- Your instructions -
Reproduce the listing below word for word, omitting the pictures from your reply.

Dataset excerpt
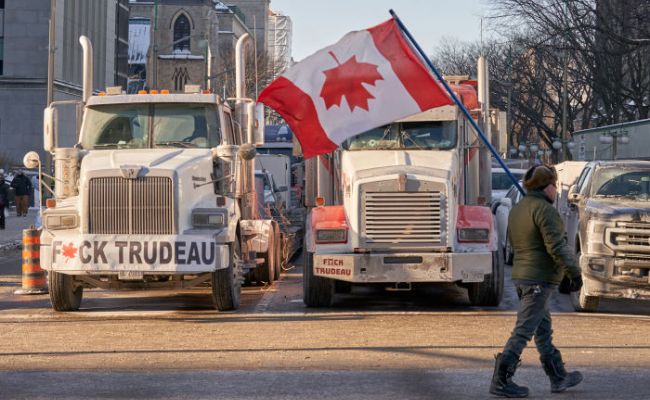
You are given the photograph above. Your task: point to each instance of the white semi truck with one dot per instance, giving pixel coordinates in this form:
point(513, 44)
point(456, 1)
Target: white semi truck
point(158, 192)
point(401, 205)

- Answer to the problem -
You are given the photograph above. Your task: point to each instance of the white semi truck with one dot per instance, giving pixel coordinates in this form:
point(513, 44)
point(456, 1)
Target: white semi truck
point(158, 192)
point(401, 205)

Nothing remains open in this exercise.